• **Jobs**
1. Reproduce the passage of the wildcards text starting at "What is a wildcard?" and ending at "person with e.g.", swapping "last name" for "surname" each time it occurs.
2. Copy out every line of the records that contains the string "hair", matching case exactly.
— begin Text provided —
Wildcards


In the section Basics you have read about the different fields or a rule. Now its time to learn how to use wildcards in those fields:


What is a wildcard?

Think about some task that requires to search for different parts of a string. These strings are typically determined by delimiting characters or by other criteria which apply to each substring (e.g. only numbers).

Example:
Assume that you have full names of persons. Now you like to get the first name and the last name of each person. The only thing you know is that the first and the last name is separated by a space. So you use this information to combine it with two wildcards. Let's say that "*" is a placeholder for "any number of characters" and you have defined a rule "* *". The rule will match each name of a person with e.g.

Input: "Andreas Pardeike"
Rule = "* *"
First * = "Andreas"
Second * = "Pardeike"
Expanded rule = "Andreas" + space + "Pardeike" = "Andreas Pardeike"

These are the basics of using wildcards. You define a string that contains wildcards and other characters and Welcome will try to find a value for each wildcard so the string containing the expanded wildcards will be the same as the string to match.
— end Text provided —
— begin Provided entries —
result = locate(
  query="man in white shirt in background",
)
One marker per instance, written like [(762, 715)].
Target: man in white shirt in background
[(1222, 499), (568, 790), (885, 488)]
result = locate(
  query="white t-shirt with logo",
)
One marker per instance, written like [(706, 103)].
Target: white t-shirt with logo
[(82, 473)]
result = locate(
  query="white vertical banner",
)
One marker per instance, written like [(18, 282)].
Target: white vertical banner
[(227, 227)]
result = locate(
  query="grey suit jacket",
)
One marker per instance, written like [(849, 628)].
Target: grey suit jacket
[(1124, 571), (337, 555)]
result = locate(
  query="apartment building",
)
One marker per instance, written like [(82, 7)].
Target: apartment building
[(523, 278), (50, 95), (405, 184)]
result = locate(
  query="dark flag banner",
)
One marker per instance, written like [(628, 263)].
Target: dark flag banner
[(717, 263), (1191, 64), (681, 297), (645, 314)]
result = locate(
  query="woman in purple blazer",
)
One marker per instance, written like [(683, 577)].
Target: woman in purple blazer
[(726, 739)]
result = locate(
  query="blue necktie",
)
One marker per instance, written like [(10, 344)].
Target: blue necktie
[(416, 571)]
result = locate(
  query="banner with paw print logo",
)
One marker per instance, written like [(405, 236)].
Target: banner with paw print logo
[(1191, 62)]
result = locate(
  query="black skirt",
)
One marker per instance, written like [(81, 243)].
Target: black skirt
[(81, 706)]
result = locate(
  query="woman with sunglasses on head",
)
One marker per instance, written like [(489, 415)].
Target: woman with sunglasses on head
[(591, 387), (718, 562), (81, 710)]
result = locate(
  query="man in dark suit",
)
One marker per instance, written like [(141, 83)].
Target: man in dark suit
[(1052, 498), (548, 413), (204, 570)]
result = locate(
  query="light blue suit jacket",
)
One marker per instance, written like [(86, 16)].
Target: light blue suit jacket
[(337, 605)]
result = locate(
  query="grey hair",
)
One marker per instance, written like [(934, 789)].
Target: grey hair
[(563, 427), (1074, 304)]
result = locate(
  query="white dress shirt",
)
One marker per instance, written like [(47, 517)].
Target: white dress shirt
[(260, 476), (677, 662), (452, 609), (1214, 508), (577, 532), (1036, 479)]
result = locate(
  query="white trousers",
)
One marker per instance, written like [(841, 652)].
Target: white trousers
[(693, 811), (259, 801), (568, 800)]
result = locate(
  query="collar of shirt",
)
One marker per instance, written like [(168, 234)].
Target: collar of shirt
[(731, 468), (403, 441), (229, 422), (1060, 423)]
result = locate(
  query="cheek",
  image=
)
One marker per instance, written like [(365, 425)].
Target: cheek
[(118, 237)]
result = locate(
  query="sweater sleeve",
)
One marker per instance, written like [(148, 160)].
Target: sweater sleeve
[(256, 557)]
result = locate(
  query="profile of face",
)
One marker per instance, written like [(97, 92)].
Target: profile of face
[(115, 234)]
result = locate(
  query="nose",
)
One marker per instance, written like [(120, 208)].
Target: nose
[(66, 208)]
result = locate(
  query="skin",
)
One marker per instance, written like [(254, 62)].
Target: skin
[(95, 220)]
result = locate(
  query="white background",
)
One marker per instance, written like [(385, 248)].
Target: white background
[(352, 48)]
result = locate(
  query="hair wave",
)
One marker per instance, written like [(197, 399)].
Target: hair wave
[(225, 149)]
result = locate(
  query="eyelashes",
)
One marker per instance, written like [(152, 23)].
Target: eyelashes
— end Provided entries —
• **Solutions by task**
1.
What is a wildcard?

Think about some task that requires to search for different parts of a string. These strings are typically determined by delimiting characters or by other criteria which apply to each substring (e.g. only numbers).

Example:
Assume that you have full names of persons. Now you like to get the first name and the surname of each person. The only thing you know is that the first and the surname is separated by a space. So you use this information to combine it with two wildcards. Let's say that "*" is a placeholder for "any number of characters" and you have defined a rule "* *". The rule will match each name of a person with e.g.

2.
  query="grey hair",
Target: grey hair
  query="hair wave",
Target: hair wave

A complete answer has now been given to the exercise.